◆ RECORD SET:
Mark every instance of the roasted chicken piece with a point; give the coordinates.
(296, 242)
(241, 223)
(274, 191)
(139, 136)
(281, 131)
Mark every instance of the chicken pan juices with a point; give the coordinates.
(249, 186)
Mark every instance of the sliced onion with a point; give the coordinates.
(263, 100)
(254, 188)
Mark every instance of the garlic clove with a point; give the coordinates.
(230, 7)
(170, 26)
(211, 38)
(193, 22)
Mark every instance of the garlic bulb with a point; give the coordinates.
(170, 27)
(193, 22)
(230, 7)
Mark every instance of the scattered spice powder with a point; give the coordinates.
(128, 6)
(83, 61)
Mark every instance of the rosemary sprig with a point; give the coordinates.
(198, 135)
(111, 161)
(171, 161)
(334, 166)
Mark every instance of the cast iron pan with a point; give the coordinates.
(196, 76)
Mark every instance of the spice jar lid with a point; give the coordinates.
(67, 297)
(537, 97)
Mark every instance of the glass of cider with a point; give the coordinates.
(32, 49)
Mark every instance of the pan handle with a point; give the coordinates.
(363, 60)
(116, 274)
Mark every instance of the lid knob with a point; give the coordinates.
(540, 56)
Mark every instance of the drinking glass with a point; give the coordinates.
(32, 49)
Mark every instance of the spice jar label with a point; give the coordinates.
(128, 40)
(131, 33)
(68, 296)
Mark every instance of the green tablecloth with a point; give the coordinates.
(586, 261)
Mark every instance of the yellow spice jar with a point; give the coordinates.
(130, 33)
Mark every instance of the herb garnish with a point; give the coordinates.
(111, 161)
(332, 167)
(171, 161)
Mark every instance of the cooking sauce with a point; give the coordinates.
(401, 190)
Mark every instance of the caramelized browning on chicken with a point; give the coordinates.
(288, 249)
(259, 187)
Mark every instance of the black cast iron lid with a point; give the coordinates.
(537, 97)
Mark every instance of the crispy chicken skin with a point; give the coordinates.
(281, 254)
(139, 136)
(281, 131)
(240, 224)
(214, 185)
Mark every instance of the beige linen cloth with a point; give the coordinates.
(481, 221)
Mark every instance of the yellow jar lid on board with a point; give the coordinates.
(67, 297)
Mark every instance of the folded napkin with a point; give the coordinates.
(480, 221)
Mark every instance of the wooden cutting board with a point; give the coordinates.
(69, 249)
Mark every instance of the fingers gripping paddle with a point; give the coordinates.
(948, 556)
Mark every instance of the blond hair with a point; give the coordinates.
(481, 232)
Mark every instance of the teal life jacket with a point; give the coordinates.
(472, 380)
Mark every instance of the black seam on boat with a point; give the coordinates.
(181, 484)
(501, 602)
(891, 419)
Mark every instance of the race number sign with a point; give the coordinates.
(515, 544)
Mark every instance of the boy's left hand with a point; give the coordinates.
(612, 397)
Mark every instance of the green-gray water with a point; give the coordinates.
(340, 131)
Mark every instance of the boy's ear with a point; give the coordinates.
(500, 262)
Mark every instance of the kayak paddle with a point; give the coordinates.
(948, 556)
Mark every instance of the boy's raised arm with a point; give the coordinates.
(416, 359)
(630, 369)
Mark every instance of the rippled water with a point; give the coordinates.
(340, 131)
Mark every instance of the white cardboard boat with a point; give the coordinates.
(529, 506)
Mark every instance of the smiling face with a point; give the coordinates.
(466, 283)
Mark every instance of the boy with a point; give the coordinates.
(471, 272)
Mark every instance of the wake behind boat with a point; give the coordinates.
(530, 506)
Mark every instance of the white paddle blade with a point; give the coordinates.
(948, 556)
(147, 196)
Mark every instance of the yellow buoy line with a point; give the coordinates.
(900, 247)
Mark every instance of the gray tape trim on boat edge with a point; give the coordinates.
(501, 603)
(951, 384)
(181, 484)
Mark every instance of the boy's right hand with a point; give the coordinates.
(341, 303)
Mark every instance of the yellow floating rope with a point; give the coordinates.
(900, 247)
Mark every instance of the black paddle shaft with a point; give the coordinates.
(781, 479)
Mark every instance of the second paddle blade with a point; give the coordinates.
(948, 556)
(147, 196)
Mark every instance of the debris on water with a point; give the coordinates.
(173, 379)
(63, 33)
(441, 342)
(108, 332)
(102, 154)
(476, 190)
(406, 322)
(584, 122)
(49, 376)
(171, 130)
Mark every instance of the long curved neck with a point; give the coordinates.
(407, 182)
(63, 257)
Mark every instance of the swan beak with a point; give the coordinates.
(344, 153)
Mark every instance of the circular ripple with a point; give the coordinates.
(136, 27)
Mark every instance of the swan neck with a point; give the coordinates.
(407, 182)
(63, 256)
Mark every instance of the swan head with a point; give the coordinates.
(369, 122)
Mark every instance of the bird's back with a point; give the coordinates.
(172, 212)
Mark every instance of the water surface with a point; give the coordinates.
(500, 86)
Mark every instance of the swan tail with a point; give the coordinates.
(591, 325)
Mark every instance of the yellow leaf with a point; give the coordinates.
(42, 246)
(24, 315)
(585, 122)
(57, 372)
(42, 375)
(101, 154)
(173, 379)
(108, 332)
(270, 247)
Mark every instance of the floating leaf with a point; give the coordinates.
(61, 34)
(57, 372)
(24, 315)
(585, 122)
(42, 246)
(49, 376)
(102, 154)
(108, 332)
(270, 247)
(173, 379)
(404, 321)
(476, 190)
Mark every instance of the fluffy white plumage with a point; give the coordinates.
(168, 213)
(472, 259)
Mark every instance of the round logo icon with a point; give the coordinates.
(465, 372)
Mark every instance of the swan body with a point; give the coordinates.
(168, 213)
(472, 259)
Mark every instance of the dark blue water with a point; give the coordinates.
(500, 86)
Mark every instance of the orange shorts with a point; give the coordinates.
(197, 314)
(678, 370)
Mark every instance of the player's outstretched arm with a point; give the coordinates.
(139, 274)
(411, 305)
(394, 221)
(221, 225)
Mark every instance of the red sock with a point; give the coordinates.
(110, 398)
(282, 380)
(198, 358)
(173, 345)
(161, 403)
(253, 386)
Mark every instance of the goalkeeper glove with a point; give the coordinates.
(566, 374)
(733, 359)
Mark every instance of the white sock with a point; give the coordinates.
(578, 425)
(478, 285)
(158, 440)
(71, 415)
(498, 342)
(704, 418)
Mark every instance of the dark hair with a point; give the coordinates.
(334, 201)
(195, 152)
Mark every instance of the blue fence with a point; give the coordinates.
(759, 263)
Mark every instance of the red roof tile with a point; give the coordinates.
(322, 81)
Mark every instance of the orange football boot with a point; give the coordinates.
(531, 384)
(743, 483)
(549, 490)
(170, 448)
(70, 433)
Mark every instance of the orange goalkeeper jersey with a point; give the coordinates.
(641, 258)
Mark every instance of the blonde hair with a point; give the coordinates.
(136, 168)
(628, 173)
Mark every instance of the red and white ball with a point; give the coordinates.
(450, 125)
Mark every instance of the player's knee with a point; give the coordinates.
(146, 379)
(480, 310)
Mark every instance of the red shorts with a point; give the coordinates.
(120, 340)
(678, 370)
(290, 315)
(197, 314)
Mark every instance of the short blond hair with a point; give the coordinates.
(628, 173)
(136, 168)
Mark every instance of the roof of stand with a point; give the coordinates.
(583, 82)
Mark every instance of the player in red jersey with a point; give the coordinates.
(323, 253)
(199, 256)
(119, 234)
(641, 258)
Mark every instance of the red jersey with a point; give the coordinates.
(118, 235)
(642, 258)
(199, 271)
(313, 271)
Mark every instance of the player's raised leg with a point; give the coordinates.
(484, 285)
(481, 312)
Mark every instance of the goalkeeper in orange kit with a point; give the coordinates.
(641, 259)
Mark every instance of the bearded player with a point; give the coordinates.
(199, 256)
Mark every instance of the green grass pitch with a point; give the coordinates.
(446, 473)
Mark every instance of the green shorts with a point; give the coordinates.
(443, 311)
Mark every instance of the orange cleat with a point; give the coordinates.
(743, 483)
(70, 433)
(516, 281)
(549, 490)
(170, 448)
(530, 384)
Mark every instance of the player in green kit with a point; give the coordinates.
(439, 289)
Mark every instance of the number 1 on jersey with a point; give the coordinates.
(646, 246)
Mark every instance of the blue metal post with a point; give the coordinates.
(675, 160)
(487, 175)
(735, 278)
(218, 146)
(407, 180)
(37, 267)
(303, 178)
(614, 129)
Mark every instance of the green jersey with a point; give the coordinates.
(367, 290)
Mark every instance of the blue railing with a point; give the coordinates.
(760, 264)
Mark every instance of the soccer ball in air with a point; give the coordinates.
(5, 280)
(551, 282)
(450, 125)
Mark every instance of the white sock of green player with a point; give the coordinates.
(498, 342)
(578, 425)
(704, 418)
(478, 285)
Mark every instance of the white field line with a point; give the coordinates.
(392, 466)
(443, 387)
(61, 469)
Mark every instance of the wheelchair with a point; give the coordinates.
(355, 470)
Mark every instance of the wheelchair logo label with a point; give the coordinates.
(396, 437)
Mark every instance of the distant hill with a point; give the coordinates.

◆ TASK OBJECTIVE: Produce an exact copy of the lines from the one containing "Mark every instance of the green jersey" through the last line, and of nothing else.

◆ EXERCISE OUTPUT:
Mark every instance of the green jersey with a point; give the coordinates.
(367, 290)
Mark every instance of the blue railing with a point; give the coordinates.
(760, 264)
Mark every instance of the soccer ball in air with a point; give the coordinates.
(5, 280)
(551, 282)
(450, 125)
Mark every instance of the white sock of green player with a point; give the coordinates.
(498, 342)
(578, 425)
(704, 418)
(478, 285)
Mark every instance of the white field line with a point; give the coordinates.
(392, 466)
(443, 387)
(61, 469)
Mark every instance of the wheelchair with a point; give the coordinates.
(355, 470)
Mark every instance of the wheelchair logo label with a point; give the coordinates.
(396, 437)
Mark every instance of the distant hill with a point; give the coordinates.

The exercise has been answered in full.